**Exercise objective**
Every line from the one with "Tag every instance of the rocky foreground" to the end of the data needs to be copied exactly, and no line before it.

**Dataset rows**
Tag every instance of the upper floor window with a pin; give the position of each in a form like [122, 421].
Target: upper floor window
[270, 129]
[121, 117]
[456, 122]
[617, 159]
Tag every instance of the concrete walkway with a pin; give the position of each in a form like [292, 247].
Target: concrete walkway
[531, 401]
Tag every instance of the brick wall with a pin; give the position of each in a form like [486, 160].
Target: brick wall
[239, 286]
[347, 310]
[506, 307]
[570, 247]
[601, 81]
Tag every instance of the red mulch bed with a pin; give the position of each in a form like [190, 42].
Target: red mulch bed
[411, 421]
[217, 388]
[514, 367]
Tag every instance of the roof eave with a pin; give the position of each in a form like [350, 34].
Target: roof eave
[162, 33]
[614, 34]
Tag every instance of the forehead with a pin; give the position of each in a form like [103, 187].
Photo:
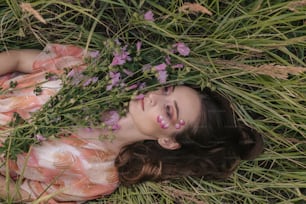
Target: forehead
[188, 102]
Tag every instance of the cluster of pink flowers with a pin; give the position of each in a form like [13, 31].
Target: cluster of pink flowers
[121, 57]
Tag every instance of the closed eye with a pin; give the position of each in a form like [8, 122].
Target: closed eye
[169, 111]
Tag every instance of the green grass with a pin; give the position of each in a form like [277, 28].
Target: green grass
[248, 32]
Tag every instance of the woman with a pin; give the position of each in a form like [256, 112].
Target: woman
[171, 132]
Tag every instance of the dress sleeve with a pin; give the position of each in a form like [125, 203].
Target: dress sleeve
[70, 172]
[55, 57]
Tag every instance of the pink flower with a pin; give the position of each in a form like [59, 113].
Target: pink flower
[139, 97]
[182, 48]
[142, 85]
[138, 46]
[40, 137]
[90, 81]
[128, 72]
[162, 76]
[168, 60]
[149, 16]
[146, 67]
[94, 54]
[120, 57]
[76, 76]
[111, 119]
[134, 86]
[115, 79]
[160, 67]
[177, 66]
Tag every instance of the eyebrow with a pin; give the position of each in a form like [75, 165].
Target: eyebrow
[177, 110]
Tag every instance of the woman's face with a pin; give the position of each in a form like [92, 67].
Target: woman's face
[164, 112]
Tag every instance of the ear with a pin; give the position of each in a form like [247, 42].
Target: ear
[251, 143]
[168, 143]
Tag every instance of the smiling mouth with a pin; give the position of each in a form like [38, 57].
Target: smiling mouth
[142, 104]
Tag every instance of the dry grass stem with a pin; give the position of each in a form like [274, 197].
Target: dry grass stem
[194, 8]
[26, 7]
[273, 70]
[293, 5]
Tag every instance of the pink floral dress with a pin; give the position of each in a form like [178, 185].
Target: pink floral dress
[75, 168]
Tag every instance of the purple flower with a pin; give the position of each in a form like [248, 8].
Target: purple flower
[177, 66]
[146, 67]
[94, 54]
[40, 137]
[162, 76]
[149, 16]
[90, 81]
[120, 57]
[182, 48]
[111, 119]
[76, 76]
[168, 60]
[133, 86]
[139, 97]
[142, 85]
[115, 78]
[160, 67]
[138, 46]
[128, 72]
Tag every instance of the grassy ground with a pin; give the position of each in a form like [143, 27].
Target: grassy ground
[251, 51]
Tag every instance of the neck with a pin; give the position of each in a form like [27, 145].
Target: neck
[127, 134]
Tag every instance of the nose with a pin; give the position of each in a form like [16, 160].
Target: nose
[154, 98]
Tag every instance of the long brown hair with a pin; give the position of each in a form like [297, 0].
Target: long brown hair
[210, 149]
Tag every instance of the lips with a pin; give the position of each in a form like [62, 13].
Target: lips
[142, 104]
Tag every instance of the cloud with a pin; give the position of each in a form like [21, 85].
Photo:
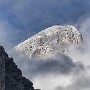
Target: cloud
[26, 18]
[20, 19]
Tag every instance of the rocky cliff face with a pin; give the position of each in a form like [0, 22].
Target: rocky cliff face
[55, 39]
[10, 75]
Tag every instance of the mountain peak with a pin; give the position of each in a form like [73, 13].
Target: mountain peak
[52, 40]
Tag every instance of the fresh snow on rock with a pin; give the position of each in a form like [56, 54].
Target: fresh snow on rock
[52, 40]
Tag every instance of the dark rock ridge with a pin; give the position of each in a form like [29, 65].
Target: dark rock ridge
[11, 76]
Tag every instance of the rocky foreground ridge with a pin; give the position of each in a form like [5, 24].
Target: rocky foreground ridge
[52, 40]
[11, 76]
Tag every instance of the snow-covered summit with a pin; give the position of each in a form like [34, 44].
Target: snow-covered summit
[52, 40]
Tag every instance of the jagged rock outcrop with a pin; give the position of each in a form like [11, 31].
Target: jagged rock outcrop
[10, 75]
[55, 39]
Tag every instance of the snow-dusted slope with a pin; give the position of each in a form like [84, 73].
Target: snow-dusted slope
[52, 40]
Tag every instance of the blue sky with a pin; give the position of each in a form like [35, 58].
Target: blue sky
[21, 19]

**Solution for this exercise**
Tag every instance of the rocky foreground ridge with a pin; give the position of each in a form like [5, 24].
Target: rocky foreground ridge
[52, 40]
[11, 76]
Tag every instance of the snow-covered summit with a pin; give the position of each in a form like [34, 44].
Target: snow-covered summit
[52, 40]
Tag every instance of the jagged rock outcrop with a pin; give the position of each in a form like [11, 31].
Target: jagged rock outcrop
[10, 75]
[55, 39]
Tag every instance of the snow-dusted slope with a pin; give the position of each in a form like [84, 73].
Target: snow-dusted slope
[52, 40]
Tag every instance of the blue sky with a pin; give the position of each in a form like [35, 58].
Target: blue sky
[21, 19]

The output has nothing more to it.